**Page excerpt**.

· · · · ·

AMENDMENT NO. 1 DEL MONTE FOODS COMPANY
Exhibit 10.5
AMENDMENT NO. 1
DEL MONTE FOODS COMPANY
NON-EMPLOYEE DIRECTOR DEFERRED COMPENSATION PLAN
(As amended and restated as of January 1, 2006)
The Del Monte Foods Company Non-Employee Director Deferred Compensation Plan, as amended and restated effective as of January 1, 2006 (the Plan) is hereby amended pursuant to Section 8.2 of the Plan effective as of January 1, 2008.
1.
Section 1.27 is amended by deleting the phrase sudden and unexpected in subsection (a).
2.
Section 2.3 is amended by adding at the end as follows:
The election for each Deferral Period becomes irrevocable at the close of business on December 31 of the Plan Year preceding the Plan Year in which the Deferral Period begins.
3.
Section 4.1 is amended by deleting the phrase within thirty (30) days of and replacing it with on the thirtieth (30th) day following.
4.

· · · · ·

**Required work**.
a: Quote the plan amendment from "The Del Monte" up to and including "Deferral Period begins.".
b: Answer these questions using the plan amendment:
(i) As of what date does the amendment take effect?
(ii) Which phrase is deleted from subsection (a) of Section 1.27?
(iii) In Section 4.1, what wording replaces "within thirty (30) days of"?
c: Write the next portion of the plan amendment, continuing after its final line.
The records that follow are separate from the plan amendment.

**Listed records**.
· · · · ·

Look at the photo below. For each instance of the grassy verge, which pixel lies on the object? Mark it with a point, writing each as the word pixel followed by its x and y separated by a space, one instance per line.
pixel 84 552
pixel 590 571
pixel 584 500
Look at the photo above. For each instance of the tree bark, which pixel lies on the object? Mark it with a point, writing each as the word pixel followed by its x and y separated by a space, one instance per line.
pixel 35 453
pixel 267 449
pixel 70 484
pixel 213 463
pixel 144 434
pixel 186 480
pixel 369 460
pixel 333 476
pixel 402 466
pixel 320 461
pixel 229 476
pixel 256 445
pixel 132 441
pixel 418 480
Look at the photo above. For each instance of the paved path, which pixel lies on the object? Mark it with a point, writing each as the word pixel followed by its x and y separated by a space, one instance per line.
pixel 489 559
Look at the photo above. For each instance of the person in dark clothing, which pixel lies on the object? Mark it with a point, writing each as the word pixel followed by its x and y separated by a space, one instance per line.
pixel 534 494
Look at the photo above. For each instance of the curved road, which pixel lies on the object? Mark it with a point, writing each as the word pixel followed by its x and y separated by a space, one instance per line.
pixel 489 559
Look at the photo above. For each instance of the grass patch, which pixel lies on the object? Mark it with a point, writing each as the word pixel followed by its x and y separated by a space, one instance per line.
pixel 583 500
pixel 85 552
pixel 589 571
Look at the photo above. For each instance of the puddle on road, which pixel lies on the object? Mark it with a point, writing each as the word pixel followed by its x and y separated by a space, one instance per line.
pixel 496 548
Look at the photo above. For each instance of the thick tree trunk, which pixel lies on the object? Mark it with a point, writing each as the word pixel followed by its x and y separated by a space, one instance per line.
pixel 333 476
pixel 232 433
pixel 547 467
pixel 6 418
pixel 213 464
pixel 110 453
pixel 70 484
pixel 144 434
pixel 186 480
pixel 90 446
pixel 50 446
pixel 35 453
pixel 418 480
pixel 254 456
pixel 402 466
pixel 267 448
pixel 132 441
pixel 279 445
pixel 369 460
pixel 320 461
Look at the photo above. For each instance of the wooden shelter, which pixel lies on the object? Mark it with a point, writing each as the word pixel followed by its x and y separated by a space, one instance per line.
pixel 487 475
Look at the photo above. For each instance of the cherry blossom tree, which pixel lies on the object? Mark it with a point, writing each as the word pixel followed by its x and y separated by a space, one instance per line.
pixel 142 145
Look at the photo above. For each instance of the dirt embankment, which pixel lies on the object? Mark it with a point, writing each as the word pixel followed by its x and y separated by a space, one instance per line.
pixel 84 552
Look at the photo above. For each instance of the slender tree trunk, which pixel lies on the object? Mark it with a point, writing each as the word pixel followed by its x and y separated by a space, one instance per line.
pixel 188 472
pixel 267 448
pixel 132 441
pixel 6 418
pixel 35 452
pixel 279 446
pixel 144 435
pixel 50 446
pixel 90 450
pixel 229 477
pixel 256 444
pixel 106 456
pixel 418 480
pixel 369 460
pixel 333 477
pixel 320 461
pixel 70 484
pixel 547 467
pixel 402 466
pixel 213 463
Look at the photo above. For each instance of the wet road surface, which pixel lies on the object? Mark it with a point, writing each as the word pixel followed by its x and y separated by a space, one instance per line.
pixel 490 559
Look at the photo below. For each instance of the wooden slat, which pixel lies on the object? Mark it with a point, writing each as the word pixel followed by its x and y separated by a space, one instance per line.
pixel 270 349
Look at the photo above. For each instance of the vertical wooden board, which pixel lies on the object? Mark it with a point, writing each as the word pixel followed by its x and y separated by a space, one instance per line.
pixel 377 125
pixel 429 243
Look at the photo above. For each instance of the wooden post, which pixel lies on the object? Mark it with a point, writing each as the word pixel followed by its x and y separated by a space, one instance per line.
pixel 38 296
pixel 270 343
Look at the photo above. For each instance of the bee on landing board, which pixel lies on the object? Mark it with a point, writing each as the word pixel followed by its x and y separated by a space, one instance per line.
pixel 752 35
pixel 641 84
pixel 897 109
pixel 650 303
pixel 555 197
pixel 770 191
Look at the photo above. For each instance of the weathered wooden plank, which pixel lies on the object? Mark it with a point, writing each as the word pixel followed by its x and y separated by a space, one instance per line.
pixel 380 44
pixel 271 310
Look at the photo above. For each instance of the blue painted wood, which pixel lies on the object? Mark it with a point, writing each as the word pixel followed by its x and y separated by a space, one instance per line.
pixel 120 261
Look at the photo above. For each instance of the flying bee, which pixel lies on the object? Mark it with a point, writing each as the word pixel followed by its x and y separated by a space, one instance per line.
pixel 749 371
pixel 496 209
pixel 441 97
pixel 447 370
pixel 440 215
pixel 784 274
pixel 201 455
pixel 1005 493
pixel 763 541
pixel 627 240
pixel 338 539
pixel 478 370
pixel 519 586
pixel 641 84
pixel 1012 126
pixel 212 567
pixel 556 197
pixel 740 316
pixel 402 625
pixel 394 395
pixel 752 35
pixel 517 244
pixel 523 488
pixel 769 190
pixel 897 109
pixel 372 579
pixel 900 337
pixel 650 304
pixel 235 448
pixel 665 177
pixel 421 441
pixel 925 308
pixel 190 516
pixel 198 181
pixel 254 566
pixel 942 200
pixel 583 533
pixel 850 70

· · · · ·

**Responses for each task**.
a:
The Del Monte Foods Company Non-Employee Director Deferred Compensation Plan, as amended and restated effective as of January 1, 2006 (the Plan) is hereby amended pursuant to Section 8.2 of the Plan effective as of January 1, 2008.
1.
Section 1.27 is amended by deleting the phrase sudden and unexpected in subsection (a).
2.
Section 2.3 is amended by adding at the end as follows:
The election for each Deferral Period becomes irrevocable at the close of business on December 31 of the Plan Year preceding the Plan Year in which the Deferral Period begins.

b:
(i) January 1, 2008
(ii) "sudden and unexpected"
(iii) "on the thirtieth (30th) day following"

c:
Section 5.1 is amended by deleting the subsection and replacing it with the following:
In the case of Termination, the Participant shall receive a benefit equal to his or her Account Balance which shall be paid, or commence to be paid on the thirtieth (30th) day after the date of Termination (the Specified Date) or a later date within the same taxable year of the Participant or, if later, by the fifteenth (15th) day of the third calendar month following the Specified Date.
5.
Section 5.4 is amended by deleting the third sentence and replacing it with the following:
A Termination Benefit Payout Form that changes the form of payout on account of Termination other than death does not revoke the designation of payout on account of the Participants death, unless otherwise specifically so directed. Any revised Termination Benefit Payout Form does not revoke a prior Termination Benefit Payout Form until the revised Termination Benefit Form is effective under the terms of the Plan; provided that no Termination Benefit Payout Form is irrevocable until twelve (12) months prior to the Participants date of Termination and any Termination Benefit Payout Form submitted after the date a change becomes irrevocable will be null and void under the Plan.
6.
Section 8.1.3 is amended by deleting the phrase five (5) years and replacing it with three (3) years.
7.
Except as specifically amended herein, the terms of the Plan shall continue in full force and effect.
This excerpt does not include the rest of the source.